• [Information shown]
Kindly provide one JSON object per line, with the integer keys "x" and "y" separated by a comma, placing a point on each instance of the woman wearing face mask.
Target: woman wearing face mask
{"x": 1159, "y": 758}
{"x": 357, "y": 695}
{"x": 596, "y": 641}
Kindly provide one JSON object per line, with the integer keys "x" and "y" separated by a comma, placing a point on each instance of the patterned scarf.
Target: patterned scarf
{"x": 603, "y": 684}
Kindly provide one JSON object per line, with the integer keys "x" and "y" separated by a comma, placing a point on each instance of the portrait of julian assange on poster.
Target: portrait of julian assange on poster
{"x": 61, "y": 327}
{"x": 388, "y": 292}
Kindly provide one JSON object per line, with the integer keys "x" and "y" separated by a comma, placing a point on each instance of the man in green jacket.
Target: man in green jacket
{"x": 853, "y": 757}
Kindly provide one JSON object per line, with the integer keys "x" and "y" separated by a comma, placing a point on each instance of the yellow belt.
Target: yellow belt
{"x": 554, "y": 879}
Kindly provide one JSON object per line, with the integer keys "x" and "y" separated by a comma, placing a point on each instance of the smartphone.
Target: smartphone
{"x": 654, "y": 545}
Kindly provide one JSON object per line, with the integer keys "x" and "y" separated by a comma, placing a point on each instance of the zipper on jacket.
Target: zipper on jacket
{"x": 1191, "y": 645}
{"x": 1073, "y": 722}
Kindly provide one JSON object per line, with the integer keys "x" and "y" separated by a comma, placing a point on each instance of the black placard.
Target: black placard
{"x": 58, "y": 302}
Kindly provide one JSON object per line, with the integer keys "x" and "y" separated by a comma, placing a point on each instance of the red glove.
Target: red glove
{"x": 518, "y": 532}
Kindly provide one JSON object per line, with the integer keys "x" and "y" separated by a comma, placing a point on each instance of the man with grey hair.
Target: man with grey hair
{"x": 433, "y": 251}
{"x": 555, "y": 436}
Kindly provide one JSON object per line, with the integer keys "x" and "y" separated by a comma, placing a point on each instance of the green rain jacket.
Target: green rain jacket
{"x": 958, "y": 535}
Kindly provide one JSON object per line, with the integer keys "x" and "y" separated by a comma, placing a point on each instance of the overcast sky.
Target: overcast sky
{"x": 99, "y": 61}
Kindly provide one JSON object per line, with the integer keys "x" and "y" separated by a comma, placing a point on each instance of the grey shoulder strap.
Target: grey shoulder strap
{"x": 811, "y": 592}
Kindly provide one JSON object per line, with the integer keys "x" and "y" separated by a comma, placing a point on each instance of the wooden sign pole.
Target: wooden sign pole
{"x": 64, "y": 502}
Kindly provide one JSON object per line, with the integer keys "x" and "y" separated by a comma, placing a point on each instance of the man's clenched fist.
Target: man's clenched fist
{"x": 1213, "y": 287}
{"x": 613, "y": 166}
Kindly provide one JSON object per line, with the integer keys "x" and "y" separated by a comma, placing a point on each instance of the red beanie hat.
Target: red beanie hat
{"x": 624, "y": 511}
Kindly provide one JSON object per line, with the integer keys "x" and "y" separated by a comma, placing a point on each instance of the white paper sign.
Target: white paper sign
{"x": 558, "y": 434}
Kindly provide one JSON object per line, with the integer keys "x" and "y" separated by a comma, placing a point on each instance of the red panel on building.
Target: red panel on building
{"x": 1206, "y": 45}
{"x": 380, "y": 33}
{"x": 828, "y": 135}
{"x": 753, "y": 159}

• [Required task] Quote the listing above word for word, starting with the line that contains "man's clenched fist." and going on through the final line of the listing.

• [Correct output]
Kindly provide one JSON object per line, with the integer keys "x" and "y" separated by a comma, placing a point on each instance of the man's clenched fist.
Target: man's clenched fist
{"x": 1213, "y": 287}
{"x": 613, "y": 166}
Kindly provide one JSON object per line, with the integer keys "x" and "y" separated by a comma, placing a point on each instance of the red beanie hat.
Target: red beanie hat
{"x": 624, "y": 511}
Kindly provide one JSON object per line, with the integer keys "x" and "y" separated by a comma, placing a point on each instance of the white paper sign.
Target: white paper sign
{"x": 558, "y": 434}
Kindly provide one JSON object per line, with the integer keys "x" and "y" separated by a comma, placing a point on each instance of the red panel on building.
Target: red panel on building
{"x": 1206, "y": 45}
{"x": 380, "y": 33}
{"x": 828, "y": 135}
{"x": 753, "y": 159}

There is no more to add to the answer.